# Interactive ORPO Fine-Tuning & Inference Hub for Open LLMs

This experiment provides an interactive and modular interface for selecting, downloading, fine-tuning, and evaluating large language models using ORPO (Optimal Reward Preferring Optimization).
The user can choose between state-of-the-art open LLMs like Mistral, LLaMA 2/3, and Gemma. 

# Overview

## 📦 Imports

By using our Local GenAI workspace image, most of the necessary libraries to work with ORPO-based fine-tuning and evaluation already come pre-installed. In this notebook, we only need to import components for model loading, quantization, inference, and feedback visualization to run the complete ORPO workflow locally

In [16]:
!pip install -r ../requirements.txt --quiet

In [17]:
import os
import sys
import yaml

# Define the relative path to the 'src' directory (two levels up from current working directory)
src_path = os.path.abspath(os.path.join(os.getcwd(), "../.."))

# Add 'src' directory to system path for module imports (e.g., utils)
if src_path not in sys.path:
    sys.path.append(src_path)

In [18]:
# ===============================
# 🧠 Core Libraries
# ===============================
import torch
import multiprocessing
import mlflow
from datasets import load_dataset

# ===============================
# 🧪 Hugging Face & Transformers
# ===============================
from huggingface_hub import login
from transformers import (
    AutoModelForCausalLM,
    AutoTokenizer,
    BitsAndBytesConfig,
    TrainingArguments,
    pipeline,
)
....
## Exercises:
#1 Reproduce the passage of the ORPO fine-tuning notebook starting at "# Interactive ORPO" and ending at "Reward Preferring Optimization).".
#2 In the ORPO fine-tuning notebook, what names are imported from the transformers package?
#3 In the ORPO fine-tuning notebook, what file does the pip command install packages from?
....
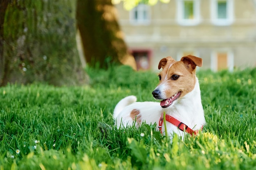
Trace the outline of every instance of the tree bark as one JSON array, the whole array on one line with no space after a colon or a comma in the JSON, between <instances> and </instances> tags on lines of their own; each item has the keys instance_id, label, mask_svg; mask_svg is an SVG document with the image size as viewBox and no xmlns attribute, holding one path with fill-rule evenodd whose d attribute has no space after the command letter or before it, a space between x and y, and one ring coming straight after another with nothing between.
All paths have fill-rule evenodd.
<instances>
[{"instance_id":1,"label":"tree bark","mask_svg":"<svg viewBox=\"0 0 256 170\"><path fill-rule=\"evenodd\" d=\"M73 0L13 0L5 6L0 85L86 82L76 49L75 5Z\"/></svg>"},{"instance_id":2,"label":"tree bark","mask_svg":"<svg viewBox=\"0 0 256 170\"><path fill-rule=\"evenodd\" d=\"M7 75L4 73L7 72L7 70L6 70L6 67L5 66L5 65L8 64L9 62L8 60L4 60L3 57L4 43L4 23L5 11L10 1L9 0L2 0L0 2L0 86L3 81L5 82L4 84L6 84Z\"/></svg>"},{"instance_id":3,"label":"tree bark","mask_svg":"<svg viewBox=\"0 0 256 170\"><path fill-rule=\"evenodd\" d=\"M136 69L117 21L111 0L77 0L76 19L85 61L92 67L108 68L110 63L129 65Z\"/></svg>"}]
</instances>

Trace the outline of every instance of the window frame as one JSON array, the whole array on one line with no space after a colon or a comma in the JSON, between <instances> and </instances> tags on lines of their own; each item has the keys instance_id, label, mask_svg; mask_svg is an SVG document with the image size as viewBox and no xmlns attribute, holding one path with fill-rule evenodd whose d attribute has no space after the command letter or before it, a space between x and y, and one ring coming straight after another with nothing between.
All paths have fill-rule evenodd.
<instances>
[{"instance_id":1,"label":"window frame","mask_svg":"<svg viewBox=\"0 0 256 170\"><path fill-rule=\"evenodd\" d=\"M183 26L194 26L198 24L201 21L200 17L200 0L176 0L177 4L177 18L178 23ZM184 2L191 1L194 3L193 14L193 19L185 19Z\"/></svg>"},{"instance_id":2,"label":"window frame","mask_svg":"<svg viewBox=\"0 0 256 170\"><path fill-rule=\"evenodd\" d=\"M227 2L227 18L218 18L218 2ZM212 23L217 26L231 25L234 21L234 4L233 0L211 0L211 18Z\"/></svg>"},{"instance_id":3,"label":"window frame","mask_svg":"<svg viewBox=\"0 0 256 170\"><path fill-rule=\"evenodd\" d=\"M135 12L137 11L138 19L135 17ZM143 18L143 12L146 11L147 13L148 17ZM150 6L146 4L140 4L133 8L130 11L130 21L133 25L148 25L150 23L151 11Z\"/></svg>"},{"instance_id":4,"label":"window frame","mask_svg":"<svg viewBox=\"0 0 256 170\"><path fill-rule=\"evenodd\" d=\"M211 57L211 68L214 72L218 71L218 53L226 53L227 56L227 69L233 72L234 69L234 54L230 50L220 49L212 52Z\"/></svg>"}]
</instances>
....
## Expected results:
#1
# Interactive ORPO Fine-Tuning & Inference Hub for Open LLMs

This experiment provides an interactive and modular interface for selecting, downloading, fine-tuning, and evaluating large language models using ORPO (Optimal Reward Preferring Optimization).

#2 AutoModelForCausalLM, AutoTokenizer, BitsAndBytesConfig, TrainingArguments, pipeline

#3 ../requirements.txt